PROBLEM DESCRIPTION =
Repeat only the lines from the one holding "Cross-reference task — this photo allegedly shows brown" down to the last line of the listing below, including both of those lines.

GIVEN ENTRIES =
○ ○ ○ ○
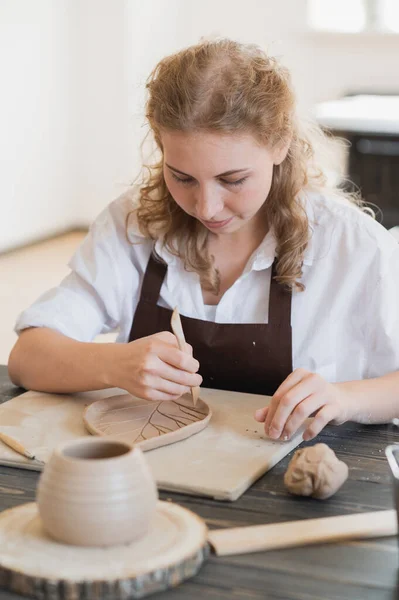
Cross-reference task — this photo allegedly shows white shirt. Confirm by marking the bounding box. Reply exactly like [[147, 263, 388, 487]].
[[15, 189, 399, 384]]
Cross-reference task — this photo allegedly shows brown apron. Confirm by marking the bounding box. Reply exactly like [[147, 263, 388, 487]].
[[129, 254, 292, 396]]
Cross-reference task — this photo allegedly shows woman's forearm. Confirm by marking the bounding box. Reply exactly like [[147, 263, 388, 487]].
[[8, 328, 115, 393], [338, 372, 399, 425]]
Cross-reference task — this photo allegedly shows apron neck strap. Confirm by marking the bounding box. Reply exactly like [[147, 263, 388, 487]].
[[268, 259, 292, 329], [140, 253, 167, 303]]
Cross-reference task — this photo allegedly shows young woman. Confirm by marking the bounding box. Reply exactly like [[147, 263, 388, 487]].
[[9, 39, 399, 443]]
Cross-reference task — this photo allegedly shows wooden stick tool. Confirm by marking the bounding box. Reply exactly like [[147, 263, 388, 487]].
[[0, 431, 44, 465], [171, 307, 200, 406]]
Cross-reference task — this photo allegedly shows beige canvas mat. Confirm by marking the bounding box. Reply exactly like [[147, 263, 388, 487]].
[[0, 387, 304, 501]]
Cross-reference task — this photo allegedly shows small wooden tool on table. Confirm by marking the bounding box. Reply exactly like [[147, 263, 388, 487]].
○ ○ ○ ○
FINAL ANSWER =
Cross-reference task — this photo allegedly shows brown apron. Confirm by marking the bounding box. Reply exactly like [[147, 263, 388, 487]].
[[129, 254, 292, 396]]
Cross-reference task — this photo allegedly shows woman's forearm. Confirm by marking the bounding box. Reply exactly like [[147, 263, 388, 487]].
[[8, 328, 115, 393], [338, 372, 399, 425]]
Cross-reference task — this photo allegedly shows apron neck strap. Confirm by marking the bounding box. Reply exactly like [[147, 263, 388, 487]].
[[268, 259, 292, 329], [140, 253, 167, 303]]
Cross-reference task — this photo allegedly shows young woman. Confirm by marking the bounding box. Reply exactly like [[147, 263, 388, 487]].
[[9, 39, 399, 443]]
Cross-reference task — this photo allegedly shows wooden stick tool. Confirm by marking the bounding box. Reply exactly like [[147, 263, 388, 487]].
[[0, 431, 44, 465], [171, 307, 200, 406]]
Cross-reference task — this photo allegedly shows beige canvas mat. Confirm by marking the bounding box. Reply exactly like [[147, 263, 388, 487]].
[[0, 387, 304, 501]]
Cross-reference task — this photo allegedly shows small wooden tool on table. Confirm by marking the bounding box. Reply exactly like [[147, 263, 388, 487]].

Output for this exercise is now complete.